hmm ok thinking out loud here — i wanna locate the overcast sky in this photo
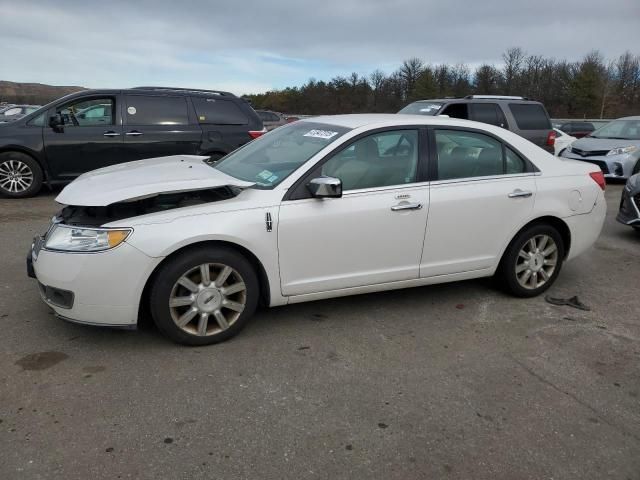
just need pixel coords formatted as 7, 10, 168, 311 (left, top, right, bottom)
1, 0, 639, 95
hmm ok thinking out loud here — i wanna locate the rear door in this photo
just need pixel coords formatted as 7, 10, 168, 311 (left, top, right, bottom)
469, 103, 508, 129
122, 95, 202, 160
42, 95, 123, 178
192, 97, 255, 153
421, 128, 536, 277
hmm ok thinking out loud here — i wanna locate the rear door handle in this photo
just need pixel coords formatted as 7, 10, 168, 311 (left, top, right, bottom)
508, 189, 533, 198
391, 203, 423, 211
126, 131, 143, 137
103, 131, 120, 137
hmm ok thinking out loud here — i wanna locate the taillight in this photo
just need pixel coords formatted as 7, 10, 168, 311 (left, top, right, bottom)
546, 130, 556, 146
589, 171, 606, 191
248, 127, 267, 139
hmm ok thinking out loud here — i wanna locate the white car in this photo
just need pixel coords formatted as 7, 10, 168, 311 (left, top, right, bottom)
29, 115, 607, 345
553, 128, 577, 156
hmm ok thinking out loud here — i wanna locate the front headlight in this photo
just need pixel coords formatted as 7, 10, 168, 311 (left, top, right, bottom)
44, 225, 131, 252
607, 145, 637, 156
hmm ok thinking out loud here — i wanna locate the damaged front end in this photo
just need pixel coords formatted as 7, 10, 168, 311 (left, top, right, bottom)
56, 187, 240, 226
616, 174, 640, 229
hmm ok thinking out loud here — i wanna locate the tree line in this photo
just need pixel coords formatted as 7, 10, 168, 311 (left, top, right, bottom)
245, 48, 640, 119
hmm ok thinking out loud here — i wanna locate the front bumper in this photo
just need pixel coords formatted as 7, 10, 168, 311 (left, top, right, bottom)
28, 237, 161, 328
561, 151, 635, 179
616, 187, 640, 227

* * *

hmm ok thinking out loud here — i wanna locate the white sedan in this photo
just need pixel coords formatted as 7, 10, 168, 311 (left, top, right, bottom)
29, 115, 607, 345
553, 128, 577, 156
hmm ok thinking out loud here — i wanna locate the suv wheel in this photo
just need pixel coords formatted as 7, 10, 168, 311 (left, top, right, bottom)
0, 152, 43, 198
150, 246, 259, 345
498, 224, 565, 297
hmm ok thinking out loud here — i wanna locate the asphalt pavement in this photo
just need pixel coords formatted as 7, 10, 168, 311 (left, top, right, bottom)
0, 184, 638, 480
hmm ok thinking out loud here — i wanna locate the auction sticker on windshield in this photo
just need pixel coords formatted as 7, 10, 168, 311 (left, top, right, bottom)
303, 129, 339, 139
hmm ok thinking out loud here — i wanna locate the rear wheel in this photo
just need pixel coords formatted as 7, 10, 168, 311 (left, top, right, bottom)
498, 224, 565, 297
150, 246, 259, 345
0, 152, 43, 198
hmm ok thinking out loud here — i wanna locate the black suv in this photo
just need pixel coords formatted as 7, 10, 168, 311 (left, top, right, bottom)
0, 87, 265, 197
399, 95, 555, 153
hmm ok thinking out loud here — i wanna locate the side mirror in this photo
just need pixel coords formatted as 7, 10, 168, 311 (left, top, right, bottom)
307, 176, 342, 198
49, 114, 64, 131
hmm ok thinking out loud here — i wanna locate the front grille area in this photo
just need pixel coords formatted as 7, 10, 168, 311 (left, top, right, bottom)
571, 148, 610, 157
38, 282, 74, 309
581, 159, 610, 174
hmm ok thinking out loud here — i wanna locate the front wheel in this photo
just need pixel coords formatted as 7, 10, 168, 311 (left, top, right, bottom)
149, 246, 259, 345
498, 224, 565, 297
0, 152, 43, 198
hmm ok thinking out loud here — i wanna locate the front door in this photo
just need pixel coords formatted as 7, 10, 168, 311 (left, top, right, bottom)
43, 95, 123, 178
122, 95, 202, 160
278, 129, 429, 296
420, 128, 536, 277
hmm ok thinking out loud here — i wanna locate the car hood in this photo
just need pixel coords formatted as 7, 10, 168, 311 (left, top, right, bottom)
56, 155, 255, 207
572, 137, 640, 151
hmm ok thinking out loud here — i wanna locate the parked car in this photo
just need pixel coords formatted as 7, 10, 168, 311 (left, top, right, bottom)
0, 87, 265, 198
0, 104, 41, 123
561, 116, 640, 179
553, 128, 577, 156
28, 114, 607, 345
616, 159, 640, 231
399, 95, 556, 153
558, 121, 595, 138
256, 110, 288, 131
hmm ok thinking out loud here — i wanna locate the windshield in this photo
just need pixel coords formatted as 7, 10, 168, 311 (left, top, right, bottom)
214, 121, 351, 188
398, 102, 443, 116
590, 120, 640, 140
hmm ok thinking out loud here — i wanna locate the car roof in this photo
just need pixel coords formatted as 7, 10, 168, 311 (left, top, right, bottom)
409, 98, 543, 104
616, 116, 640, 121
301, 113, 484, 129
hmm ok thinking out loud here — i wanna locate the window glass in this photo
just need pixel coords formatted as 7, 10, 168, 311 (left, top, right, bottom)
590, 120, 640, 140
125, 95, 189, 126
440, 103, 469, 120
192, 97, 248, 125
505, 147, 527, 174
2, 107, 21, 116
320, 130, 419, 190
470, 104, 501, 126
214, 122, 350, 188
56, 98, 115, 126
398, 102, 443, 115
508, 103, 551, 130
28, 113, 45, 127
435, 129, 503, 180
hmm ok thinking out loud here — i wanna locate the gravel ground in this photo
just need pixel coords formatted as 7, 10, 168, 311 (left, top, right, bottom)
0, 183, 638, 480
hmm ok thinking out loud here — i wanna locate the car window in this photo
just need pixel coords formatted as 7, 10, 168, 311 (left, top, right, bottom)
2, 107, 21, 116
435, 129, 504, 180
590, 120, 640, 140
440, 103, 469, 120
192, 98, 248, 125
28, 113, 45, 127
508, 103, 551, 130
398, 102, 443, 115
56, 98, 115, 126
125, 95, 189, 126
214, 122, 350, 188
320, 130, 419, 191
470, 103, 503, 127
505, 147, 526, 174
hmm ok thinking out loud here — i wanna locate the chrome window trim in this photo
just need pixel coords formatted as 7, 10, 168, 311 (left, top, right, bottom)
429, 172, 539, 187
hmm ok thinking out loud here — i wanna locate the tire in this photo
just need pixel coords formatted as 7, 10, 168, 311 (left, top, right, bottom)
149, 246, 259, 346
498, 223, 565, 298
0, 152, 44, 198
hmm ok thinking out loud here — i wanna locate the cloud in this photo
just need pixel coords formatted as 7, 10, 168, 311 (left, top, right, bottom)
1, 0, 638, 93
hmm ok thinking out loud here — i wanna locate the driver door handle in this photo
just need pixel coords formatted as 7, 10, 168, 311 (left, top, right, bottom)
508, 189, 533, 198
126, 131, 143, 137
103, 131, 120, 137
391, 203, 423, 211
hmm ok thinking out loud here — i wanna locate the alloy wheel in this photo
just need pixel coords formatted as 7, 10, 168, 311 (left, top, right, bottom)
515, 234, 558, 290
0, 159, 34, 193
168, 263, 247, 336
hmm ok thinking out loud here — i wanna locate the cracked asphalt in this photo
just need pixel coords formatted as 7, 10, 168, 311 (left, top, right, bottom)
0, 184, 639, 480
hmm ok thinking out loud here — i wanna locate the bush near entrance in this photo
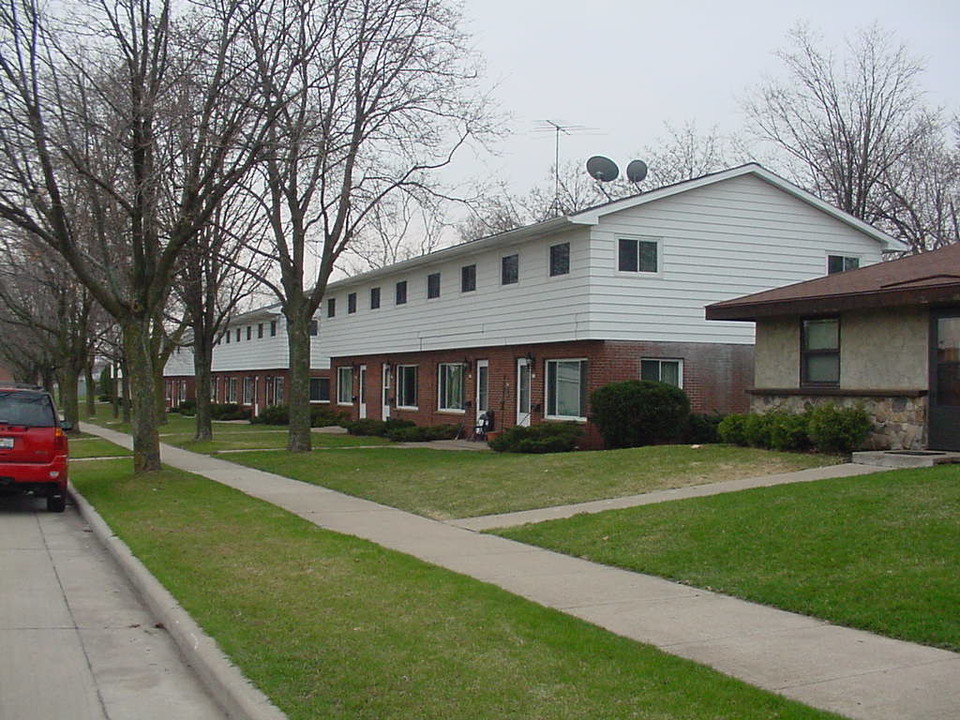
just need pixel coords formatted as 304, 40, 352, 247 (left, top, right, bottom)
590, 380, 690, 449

==

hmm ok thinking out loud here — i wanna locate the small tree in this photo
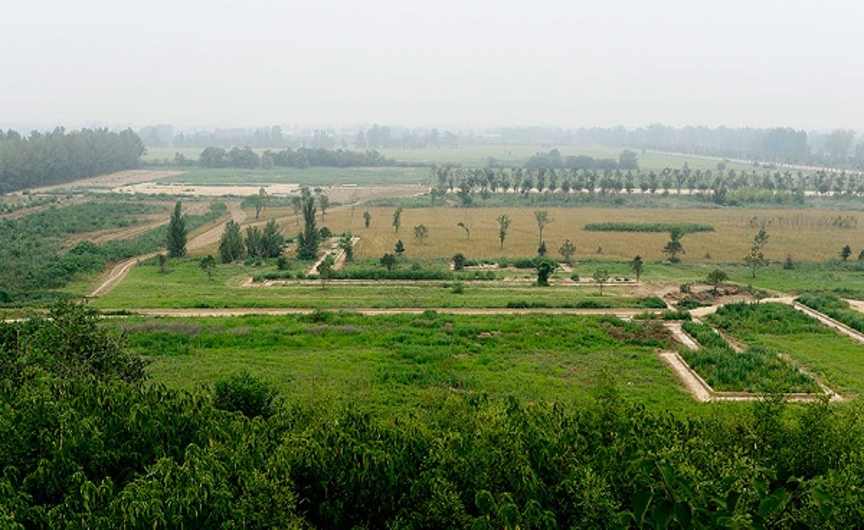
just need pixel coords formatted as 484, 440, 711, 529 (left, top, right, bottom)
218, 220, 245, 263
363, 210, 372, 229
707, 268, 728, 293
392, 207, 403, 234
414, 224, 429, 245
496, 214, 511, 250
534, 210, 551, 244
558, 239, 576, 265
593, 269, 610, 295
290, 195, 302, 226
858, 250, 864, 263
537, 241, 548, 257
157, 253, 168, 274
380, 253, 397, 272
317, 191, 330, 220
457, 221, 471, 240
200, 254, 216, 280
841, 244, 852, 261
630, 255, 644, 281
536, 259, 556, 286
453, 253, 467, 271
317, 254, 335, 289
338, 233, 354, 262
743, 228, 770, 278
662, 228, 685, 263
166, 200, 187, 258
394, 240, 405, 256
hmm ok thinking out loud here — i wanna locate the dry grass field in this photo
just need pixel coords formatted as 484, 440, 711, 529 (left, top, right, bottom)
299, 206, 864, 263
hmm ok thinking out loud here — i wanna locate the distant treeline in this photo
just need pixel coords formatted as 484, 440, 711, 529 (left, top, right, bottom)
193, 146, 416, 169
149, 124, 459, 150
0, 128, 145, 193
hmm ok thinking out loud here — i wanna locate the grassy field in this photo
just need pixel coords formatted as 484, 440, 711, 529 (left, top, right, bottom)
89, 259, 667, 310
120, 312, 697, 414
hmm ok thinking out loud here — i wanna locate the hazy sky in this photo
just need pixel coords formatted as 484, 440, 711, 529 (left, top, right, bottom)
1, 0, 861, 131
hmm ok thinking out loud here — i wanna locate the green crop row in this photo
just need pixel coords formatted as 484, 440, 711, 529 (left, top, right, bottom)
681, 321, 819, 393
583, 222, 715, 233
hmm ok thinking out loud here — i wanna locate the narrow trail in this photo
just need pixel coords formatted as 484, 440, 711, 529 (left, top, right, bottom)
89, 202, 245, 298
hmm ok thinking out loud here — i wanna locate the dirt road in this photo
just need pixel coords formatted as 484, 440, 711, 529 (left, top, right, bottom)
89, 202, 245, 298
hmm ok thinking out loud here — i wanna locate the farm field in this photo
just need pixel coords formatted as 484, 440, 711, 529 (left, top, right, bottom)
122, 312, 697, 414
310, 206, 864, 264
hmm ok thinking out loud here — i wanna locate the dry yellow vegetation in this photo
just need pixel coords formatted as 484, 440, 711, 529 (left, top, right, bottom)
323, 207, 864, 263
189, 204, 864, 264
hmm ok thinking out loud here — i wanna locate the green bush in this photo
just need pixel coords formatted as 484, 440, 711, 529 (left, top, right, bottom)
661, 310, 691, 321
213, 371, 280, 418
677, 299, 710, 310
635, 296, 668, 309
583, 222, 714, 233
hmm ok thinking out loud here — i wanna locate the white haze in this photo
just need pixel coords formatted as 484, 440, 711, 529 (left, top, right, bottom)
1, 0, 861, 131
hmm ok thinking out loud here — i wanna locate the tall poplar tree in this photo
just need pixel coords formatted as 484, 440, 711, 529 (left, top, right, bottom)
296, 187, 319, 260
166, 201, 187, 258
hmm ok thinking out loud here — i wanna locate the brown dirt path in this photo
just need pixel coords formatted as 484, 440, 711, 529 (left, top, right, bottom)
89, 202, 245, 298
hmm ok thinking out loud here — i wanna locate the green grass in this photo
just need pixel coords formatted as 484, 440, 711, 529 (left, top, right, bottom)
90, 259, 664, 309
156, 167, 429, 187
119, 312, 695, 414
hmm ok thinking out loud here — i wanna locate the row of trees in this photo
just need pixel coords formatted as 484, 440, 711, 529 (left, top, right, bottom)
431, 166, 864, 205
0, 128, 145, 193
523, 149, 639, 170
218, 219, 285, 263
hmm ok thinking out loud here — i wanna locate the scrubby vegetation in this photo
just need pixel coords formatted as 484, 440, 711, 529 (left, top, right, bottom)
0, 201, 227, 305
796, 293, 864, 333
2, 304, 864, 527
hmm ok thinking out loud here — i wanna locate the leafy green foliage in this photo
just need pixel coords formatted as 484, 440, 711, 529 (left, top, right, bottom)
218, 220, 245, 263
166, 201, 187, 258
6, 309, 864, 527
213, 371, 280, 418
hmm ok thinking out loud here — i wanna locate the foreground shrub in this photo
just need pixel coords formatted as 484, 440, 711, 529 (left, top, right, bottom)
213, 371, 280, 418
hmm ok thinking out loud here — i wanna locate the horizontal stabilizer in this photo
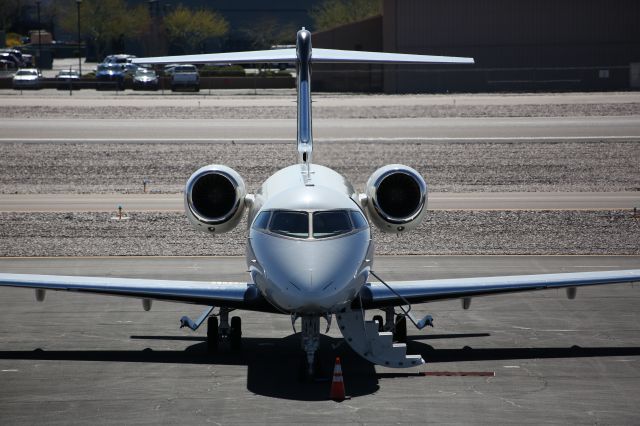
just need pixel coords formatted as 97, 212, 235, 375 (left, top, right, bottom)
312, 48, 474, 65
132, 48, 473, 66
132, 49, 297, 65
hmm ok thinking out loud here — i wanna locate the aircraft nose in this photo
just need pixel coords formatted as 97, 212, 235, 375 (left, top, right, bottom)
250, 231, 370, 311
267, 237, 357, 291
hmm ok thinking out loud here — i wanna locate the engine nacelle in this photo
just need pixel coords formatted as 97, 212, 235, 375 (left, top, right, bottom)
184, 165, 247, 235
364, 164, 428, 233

Exercise objective:
All lines above from the one with "the windshield in this photo" to the one with "roof in this photo", inclusive, should be copied exactly, and no other lines.

Problem solution:
hmm ok thinking out loud here — i wanna locate the windshield in this photo
just need pixel coords formatted as 7, 10, 168, 311 (left, top, right, bottom)
214, 121, 351, 188
398, 102, 443, 116
590, 120, 640, 140
hmm ok thinking out loud here — i wanna locate the car roof in this photo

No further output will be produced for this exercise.